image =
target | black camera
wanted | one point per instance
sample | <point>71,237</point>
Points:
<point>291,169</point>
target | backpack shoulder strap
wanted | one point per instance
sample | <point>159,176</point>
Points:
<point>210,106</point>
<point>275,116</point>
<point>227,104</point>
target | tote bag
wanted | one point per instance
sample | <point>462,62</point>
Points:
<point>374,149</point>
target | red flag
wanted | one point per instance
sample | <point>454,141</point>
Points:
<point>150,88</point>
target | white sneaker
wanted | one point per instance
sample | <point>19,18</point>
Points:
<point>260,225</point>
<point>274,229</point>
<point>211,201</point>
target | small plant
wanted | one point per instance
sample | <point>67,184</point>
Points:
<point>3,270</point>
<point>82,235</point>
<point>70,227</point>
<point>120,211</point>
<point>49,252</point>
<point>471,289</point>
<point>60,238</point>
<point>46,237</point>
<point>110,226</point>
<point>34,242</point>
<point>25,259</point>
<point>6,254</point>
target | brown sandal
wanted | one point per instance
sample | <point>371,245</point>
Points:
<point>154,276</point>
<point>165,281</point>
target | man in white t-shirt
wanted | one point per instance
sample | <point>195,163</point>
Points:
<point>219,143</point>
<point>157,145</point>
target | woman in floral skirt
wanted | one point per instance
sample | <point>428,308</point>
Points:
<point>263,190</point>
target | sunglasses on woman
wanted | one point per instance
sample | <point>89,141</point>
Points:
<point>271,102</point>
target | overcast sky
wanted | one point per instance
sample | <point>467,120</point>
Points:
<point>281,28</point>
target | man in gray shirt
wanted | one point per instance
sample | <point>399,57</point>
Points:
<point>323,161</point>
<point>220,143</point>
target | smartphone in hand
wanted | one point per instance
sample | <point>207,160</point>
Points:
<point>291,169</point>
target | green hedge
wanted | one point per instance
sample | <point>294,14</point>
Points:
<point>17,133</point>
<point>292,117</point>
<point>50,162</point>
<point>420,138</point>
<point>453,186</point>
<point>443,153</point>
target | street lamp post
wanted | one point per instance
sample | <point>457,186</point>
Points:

SET TASK » Please reproduce the entries above word for word, starting at the first line and continuing through the line that contains "<point>211,201</point>", with both of those lines included.

EXPECTED ANSWER »
image =
target | black camera
wanted | one point per instance
sample | <point>71,237</point>
Points:
<point>291,169</point>
target | backpack shoulder strap
wanted | one point per instance
sample | <point>159,176</point>
Points:
<point>210,106</point>
<point>275,116</point>
<point>227,104</point>
target | tote bag
wanted | one point per instance
sample | <point>462,62</point>
Points:
<point>374,149</point>
target | red flag
wanted | one point per instance
sample | <point>454,141</point>
Points:
<point>150,88</point>
target | white sneaker
wanted | one point per instance
sample | <point>19,18</point>
Points:
<point>260,225</point>
<point>274,229</point>
<point>211,201</point>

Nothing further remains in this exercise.